=== Written task ===
Update the records below by replacing each "wavy" with "curly" and keeping everything else the same. Leave the pictures out of your answer.

=== Dataset entries ===
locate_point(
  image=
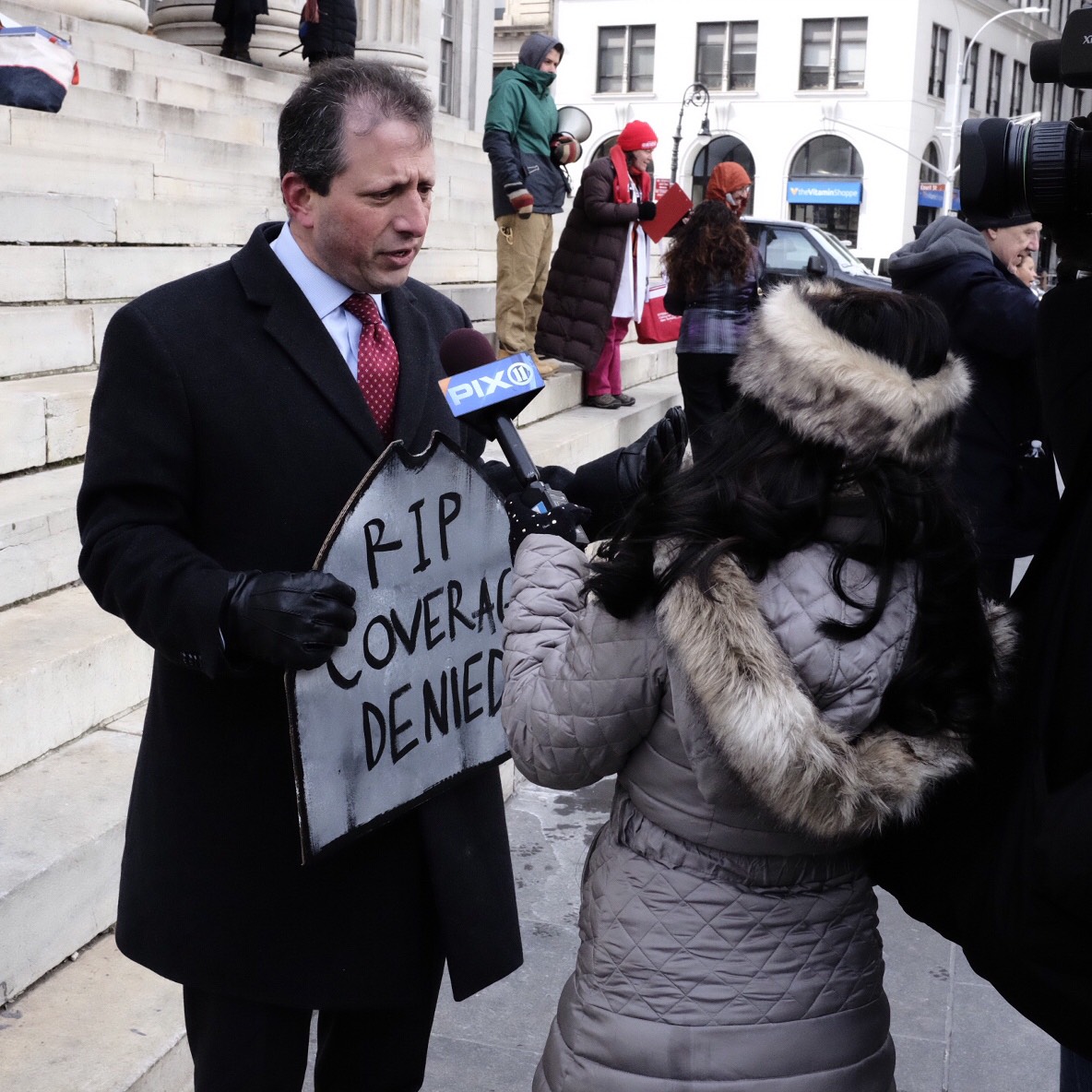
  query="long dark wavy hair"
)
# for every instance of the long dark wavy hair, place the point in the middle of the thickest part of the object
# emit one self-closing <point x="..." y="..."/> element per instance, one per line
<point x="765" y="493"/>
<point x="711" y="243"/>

=== Solution for this task ===
locate_point(
  image=
  query="long dark curly hair"
)
# for every instance of the long dark curly hair, place the point in the middle of the thickest part of the object
# emit one self-closing <point x="..." y="..."/> element per instance, one per line
<point x="765" y="493"/>
<point x="711" y="243"/>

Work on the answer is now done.